■ **Exercise instructions**: Take the entries below and return them unchanged.
= Beginning of Section =
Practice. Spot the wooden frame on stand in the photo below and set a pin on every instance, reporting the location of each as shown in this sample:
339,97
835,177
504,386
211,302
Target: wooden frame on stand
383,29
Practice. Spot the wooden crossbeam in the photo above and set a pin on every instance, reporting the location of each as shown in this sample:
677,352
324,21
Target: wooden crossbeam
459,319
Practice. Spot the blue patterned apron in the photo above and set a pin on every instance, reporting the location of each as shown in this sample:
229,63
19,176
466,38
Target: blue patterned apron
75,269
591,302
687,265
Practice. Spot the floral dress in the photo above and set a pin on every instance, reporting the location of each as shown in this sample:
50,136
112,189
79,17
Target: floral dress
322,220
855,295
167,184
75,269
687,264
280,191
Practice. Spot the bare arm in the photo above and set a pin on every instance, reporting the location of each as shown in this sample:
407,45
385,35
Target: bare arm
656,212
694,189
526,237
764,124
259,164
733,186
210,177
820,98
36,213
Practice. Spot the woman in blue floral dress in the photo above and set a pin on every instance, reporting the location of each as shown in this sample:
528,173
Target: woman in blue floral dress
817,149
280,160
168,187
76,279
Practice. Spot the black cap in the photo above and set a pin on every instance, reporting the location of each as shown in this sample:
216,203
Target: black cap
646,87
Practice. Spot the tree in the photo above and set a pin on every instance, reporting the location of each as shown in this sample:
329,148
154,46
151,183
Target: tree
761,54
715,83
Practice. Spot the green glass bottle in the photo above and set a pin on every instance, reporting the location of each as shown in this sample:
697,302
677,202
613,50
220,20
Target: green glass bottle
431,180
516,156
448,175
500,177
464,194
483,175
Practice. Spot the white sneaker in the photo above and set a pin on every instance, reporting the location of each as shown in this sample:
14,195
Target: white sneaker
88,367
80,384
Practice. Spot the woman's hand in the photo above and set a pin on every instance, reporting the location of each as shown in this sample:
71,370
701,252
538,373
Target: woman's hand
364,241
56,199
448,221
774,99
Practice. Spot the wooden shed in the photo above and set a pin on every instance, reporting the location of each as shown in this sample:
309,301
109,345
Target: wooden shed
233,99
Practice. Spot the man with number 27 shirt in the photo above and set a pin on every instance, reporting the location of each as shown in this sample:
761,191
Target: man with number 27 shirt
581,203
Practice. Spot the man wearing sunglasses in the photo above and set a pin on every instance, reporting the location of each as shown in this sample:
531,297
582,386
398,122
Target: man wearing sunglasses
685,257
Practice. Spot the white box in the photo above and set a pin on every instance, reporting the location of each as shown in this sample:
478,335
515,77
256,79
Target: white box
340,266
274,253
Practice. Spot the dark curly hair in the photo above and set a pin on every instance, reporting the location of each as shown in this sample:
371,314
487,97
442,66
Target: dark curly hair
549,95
= End of Section =
■ **Answer to this exercise**:
Practice. Spot the wooden frame on stand in the photo below and set a pin on every instance, reporting the location of each as shown in this sample:
339,97
835,177
504,386
211,302
Target: wooden frame on stand
383,29
Practice. Spot the wooden crossbeam in the photo above and set a pin on every instance, reporting the location of each as shown in this sample:
677,352
324,21
Target: wooden crossbeam
459,319
Practice. Spot the blue patterned apron in the photo above and set a pin on every instance, reporting the location of each as shown in this sample:
229,63
19,176
466,38
Target: blue patterned apron
75,269
591,302
687,265
Practice. Spot the floral dress in the photo above and set a pin on every instance, reporting the location of each as shown in this sample:
50,136
112,189
79,17
Target: floral dress
322,220
855,295
167,184
75,269
687,264
280,191
Practice. Spot the bare arm in the photo above and set a pin on every instance, reporting the location of each as shown in this sample:
407,45
385,35
Target: bare arm
656,212
694,189
526,237
764,124
259,164
733,186
210,177
820,98
36,213
Practice. Spot the woman in blue floral dress in the photo above and set a pin on every instance, reporting the location of each as shown in this sample:
528,173
Target: woman in blue floral dress
817,149
280,160
168,187
76,279
Practice. Spot the black cap in the photo above and set a pin on every instance, reporting the location of each as shown in this sample:
216,203
Target: black cap
646,87
Practice. Spot the tree in the photo above and set a pin on every instance, reporting the location of each as shown in this sample:
329,148
154,46
151,183
Target: tree
761,54
715,83
Practice. Spot the green glass bottle in the photo above and set a pin on every instance, reporting the location of each as shown in this sample:
697,302
677,202
613,50
220,20
Target: green glass bottle
431,180
516,156
448,175
500,177
464,194
483,175
Practice. Spot the white sneaker in the photo above and set a pin on every instance, reporting the location of each as shown in this sample:
14,195
Target: white sneaker
88,367
80,384
Practice. Spot the woman's hand in the photo above and set a pin on every instance, reporting the location of each as shown in this sample:
71,370
701,252
538,373
Target: woman's hand
364,241
56,199
448,221
774,99
Practice. Spot the wooden shed in the photo above and set a pin on every instance, reporting the location of each as shown in this sample:
309,301
109,345
Target: wooden shed
233,99
Practice. Spot the man with number 27 shirt in the photo above and set a pin on every instance, reporting the location of each as shown in this sample:
761,191
Target: man with number 27 shirt
581,203
Practice. Spot the man wearing sunglasses in the photo above and set a pin on every instance, reporting the location of each as shown in this sample:
531,297
582,386
398,122
Target: man wearing sunglasses
685,257
Practice. Spot the white box in the photo above and set a pin on every instance, reporting the location of each as shown in this sample:
478,335
515,77
256,79
Target: white box
340,266
274,253
Practice. Spot the dark curly hair in the photo above and set a pin on every instance, reporting the location of each as shown in this sample:
371,314
487,97
442,66
Target: dark curly hair
549,95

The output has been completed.